=== Actions to take ===
A – In the passage on Brazilian cocoa farmers, which vessel is carrying the Ivorian cocoa cargo to Bahia?
B – Please carry on the article about Brazilian cocoa farmers opposing imports from Ivory Coast, starting right after its final sentence.
(Document passage Opens)
FILE - A farmer prepares to collect a cocoa pod at a cocoa farm in Alepe, Ivory Coast December 7, 2020.
FILE - A farmer prepares to collect a cocoa pod at a cocoa farm in Alepe, Ivory Coast December 7, 2020.

Brazilian cocoa farmers are asking the local government to stop the flow of imported cocoa from Ivory Coast, the world's largest producer, saying those imports bring risks to the health of Brazilian plantations.

Brazil's ANPC, an association representing cocoa farmers, said it will try to block or make transportation difficult of a cargo of cocoa from Ivory Coast that is expected to arrive in the Brazilian state of Bahia this weekend, aboard the vessel Pichon.

"Our intention is to prevent that cocoa from being unloaded," ANPC's President Vanuza Barroso told Reuters, adding that farmers are discussing ways to do that or to put roadblocks along the transportation route for the Ivorian cocoa.

The farmers' association claims that the cargoes from the African country could bring insects and weed seeds that are not found in Brazil, such as the Striga weed, and put in risk local cocoa farms.

Brazil, the world's fifth largest chocolate maker, needs to import part of the cocoa that it processes as local production, despite a recovery in recent years, is not enough to supply the industry.
(Document passage Closes)
(Data for review Opens)
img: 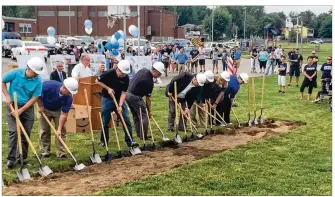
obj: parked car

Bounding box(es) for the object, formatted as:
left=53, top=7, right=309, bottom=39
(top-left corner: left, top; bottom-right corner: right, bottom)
left=33, top=36, right=57, bottom=57
left=11, top=41, right=48, bottom=61
left=310, top=39, right=323, bottom=44
left=204, top=42, right=223, bottom=59
left=2, top=32, right=21, bottom=40
left=2, top=39, right=21, bottom=57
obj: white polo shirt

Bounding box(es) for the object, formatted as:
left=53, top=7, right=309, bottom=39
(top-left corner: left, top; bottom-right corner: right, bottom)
left=71, top=63, right=93, bottom=78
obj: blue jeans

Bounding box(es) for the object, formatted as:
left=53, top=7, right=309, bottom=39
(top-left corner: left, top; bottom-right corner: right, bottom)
left=100, top=97, right=133, bottom=146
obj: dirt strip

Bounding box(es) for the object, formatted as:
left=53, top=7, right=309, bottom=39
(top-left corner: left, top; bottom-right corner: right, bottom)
left=3, top=121, right=302, bottom=196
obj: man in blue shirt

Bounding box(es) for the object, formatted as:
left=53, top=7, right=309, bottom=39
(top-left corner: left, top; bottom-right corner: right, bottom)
left=37, top=77, right=79, bottom=158
left=222, top=73, right=249, bottom=124
left=2, top=57, right=45, bottom=169
left=176, top=48, right=188, bottom=74
left=234, top=46, right=242, bottom=73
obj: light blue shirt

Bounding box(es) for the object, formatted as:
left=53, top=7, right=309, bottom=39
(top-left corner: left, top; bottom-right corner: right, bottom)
left=2, top=68, right=42, bottom=106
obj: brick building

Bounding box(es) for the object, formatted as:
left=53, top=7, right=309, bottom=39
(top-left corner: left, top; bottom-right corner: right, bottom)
left=35, top=6, right=185, bottom=38
left=2, top=16, right=37, bottom=37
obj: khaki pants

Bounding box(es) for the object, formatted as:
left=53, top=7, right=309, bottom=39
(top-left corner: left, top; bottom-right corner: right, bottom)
left=190, top=103, right=206, bottom=128
left=38, top=109, right=66, bottom=157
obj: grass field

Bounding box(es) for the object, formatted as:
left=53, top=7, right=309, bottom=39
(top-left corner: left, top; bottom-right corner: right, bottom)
left=2, top=73, right=332, bottom=195
left=242, top=41, right=332, bottom=64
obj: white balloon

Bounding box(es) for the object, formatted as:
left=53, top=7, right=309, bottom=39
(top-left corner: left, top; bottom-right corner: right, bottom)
left=85, top=27, right=93, bottom=35
left=1, top=19, right=5, bottom=29
left=47, top=36, right=56, bottom=44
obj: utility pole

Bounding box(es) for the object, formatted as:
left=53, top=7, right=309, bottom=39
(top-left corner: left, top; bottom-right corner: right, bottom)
left=243, top=7, right=247, bottom=41
left=212, top=5, right=215, bottom=42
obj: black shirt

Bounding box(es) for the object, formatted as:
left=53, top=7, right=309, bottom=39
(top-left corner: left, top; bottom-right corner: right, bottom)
left=279, top=63, right=287, bottom=76
left=190, top=49, right=199, bottom=59
left=57, top=48, right=69, bottom=55
left=304, top=64, right=316, bottom=78
left=98, top=69, right=129, bottom=100
left=128, top=68, right=154, bottom=97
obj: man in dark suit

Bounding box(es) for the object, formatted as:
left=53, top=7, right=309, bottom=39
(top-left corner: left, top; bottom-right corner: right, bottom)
left=50, top=62, right=66, bottom=83
left=165, top=72, right=206, bottom=131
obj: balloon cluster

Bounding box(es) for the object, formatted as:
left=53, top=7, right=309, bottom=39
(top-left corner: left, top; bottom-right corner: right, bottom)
left=84, top=19, right=93, bottom=35
left=105, top=30, right=126, bottom=56
left=47, top=27, right=56, bottom=44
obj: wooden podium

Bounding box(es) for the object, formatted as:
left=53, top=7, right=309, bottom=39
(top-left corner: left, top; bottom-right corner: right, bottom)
left=73, top=76, right=102, bottom=130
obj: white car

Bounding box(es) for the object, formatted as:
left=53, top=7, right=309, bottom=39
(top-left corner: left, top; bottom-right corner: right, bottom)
left=11, top=41, right=48, bottom=60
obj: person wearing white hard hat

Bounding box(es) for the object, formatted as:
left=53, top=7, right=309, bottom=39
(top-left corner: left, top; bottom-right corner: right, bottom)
left=165, top=72, right=207, bottom=131
left=126, top=62, right=165, bottom=139
left=95, top=60, right=132, bottom=147
left=220, top=73, right=249, bottom=123
left=37, top=77, right=79, bottom=159
left=71, top=54, right=93, bottom=80
left=190, top=70, right=214, bottom=128
left=2, top=57, right=45, bottom=169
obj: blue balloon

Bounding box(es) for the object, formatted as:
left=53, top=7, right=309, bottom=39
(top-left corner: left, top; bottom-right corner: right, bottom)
left=47, top=27, right=56, bottom=37
left=84, top=19, right=92, bottom=28
left=114, top=32, right=121, bottom=40
left=112, top=49, right=119, bottom=56
left=112, top=42, right=120, bottom=49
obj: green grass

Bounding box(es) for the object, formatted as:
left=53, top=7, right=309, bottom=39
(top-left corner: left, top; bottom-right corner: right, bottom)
left=242, top=41, right=332, bottom=64
left=2, top=76, right=332, bottom=195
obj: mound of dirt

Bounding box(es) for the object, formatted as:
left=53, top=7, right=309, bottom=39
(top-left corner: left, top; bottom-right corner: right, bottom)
left=2, top=120, right=303, bottom=196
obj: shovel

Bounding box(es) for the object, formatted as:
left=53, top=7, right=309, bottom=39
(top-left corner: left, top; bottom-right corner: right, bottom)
left=99, top=112, right=114, bottom=162
left=145, top=108, right=156, bottom=149
left=231, top=108, right=242, bottom=128
left=111, top=112, right=124, bottom=158
left=42, top=113, right=86, bottom=171
left=151, top=116, right=172, bottom=142
left=139, top=107, right=147, bottom=151
left=11, top=92, right=31, bottom=181
left=110, top=94, right=141, bottom=155
left=258, top=75, right=265, bottom=124
left=247, top=79, right=252, bottom=127
left=84, top=88, right=102, bottom=163
left=251, top=78, right=258, bottom=125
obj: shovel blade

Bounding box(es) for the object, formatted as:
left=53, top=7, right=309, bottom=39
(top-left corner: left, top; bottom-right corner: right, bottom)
left=38, top=166, right=53, bottom=176
left=17, top=168, right=31, bottom=181
left=74, top=163, right=86, bottom=171
left=174, top=135, right=183, bottom=144
left=90, top=154, right=102, bottom=163
left=130, top=147, right=142, bottom=155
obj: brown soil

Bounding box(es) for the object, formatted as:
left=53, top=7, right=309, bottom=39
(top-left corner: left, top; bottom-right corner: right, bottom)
left=3, top=120, right=303, bottom=196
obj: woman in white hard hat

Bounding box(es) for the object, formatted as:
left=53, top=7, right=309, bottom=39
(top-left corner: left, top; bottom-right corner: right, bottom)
left=165, top=72, right=207, bottom=131
left=126, top=62, right=165, bottom=139
left=220, top=73, right=249, bottom=124
left=37, top=77, right=79, bottom=159
left=95, top=60, right=132, bottom=147
left=2, top=57, right=45, bottom=169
(Data for review Closes)
=== Answers provided ===
A – The Pichon.

B –
The country usually imports between 20% to 35% of the cocoa it grinds, and Ivory Coast is the worlds largest supplier.

AIPC, an association gathering cocoa processors in Brazil such as Cargill, Olam and Barry Callebaut, disagrees with farmers, saying that Brazil's agriculture ministry has cleared Ivorian cocoa of any problems.

"The imported cocoa has already been through some post-harvesting processing such as drying and fermentation, which eliminates nearly any plague," said AIPC head Anna Paula Losi.

She said the local industry supports the idea of self-sufficiency for Brazil, but said that imports are needed until the country gets to that point.

Brazil was a large cocoa producer in the past, but a fungus disease known as Witches Broom decimated fields in the 1980s. Nowadays, the country accounts for around 5% of global production.